= Task brief =
Count the lines in the items below that contain the string "truck" and give only that number.
■ ■ ■ ■ ■
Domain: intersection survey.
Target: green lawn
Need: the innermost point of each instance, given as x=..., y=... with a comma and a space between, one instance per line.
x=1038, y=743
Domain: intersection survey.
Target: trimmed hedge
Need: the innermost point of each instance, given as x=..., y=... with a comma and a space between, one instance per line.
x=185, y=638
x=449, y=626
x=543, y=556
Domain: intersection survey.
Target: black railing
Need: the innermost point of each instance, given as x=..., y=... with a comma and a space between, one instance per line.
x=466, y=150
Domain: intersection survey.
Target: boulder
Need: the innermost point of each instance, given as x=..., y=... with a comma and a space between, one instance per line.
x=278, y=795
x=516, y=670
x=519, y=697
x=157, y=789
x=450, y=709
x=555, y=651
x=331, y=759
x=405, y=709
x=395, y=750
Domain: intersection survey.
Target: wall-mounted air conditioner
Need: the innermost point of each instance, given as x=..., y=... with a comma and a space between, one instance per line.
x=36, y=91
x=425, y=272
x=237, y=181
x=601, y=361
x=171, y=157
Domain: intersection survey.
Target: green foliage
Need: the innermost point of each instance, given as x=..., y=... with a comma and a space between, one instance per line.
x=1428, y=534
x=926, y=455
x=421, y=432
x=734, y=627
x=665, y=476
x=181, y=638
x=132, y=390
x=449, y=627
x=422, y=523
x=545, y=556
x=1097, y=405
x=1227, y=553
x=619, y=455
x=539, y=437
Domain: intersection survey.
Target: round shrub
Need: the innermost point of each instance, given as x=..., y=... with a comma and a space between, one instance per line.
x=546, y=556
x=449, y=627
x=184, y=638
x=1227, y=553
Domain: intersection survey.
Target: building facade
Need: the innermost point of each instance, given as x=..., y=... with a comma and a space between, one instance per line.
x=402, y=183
■ ■ ■ ■ ■
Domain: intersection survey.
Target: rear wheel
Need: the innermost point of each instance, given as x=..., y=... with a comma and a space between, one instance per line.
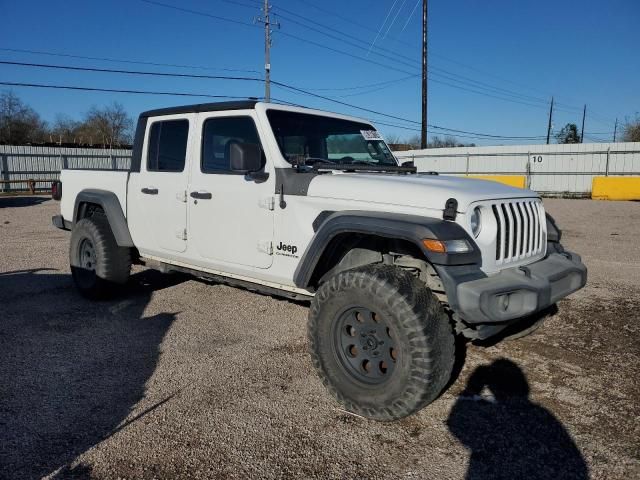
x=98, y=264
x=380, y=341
■ ■ ■ ■ ■
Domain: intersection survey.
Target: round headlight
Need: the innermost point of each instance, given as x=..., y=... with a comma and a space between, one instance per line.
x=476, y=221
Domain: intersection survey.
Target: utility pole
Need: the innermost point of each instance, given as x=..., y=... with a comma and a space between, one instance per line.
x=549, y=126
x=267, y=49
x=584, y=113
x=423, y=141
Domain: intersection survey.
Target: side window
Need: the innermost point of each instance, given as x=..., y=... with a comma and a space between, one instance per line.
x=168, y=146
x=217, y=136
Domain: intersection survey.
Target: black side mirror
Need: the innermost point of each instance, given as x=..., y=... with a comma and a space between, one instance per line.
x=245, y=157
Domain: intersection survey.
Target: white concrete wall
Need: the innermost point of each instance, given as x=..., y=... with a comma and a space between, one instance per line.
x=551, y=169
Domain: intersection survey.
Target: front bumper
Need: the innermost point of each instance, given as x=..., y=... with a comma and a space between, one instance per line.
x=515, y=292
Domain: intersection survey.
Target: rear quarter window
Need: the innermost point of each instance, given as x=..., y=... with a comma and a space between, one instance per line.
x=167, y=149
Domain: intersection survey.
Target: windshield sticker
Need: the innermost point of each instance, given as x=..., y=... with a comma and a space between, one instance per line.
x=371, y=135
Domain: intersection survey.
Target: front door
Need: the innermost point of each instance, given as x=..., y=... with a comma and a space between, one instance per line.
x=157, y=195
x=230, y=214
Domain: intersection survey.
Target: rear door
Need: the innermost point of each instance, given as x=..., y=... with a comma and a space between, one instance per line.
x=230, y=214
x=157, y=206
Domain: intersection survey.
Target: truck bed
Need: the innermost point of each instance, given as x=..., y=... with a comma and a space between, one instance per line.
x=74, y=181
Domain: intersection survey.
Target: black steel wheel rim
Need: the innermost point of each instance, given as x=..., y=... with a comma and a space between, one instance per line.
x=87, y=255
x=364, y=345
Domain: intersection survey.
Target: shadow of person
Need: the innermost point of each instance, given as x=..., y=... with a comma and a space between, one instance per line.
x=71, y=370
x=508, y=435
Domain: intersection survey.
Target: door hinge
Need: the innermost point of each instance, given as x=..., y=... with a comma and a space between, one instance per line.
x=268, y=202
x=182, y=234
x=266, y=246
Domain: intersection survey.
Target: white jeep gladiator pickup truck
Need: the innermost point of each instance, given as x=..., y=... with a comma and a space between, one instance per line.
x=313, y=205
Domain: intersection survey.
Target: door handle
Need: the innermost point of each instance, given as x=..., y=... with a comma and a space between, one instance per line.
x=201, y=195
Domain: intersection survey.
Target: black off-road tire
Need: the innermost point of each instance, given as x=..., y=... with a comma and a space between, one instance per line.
■ ■ ■ ■ ■
= Solved problem =
2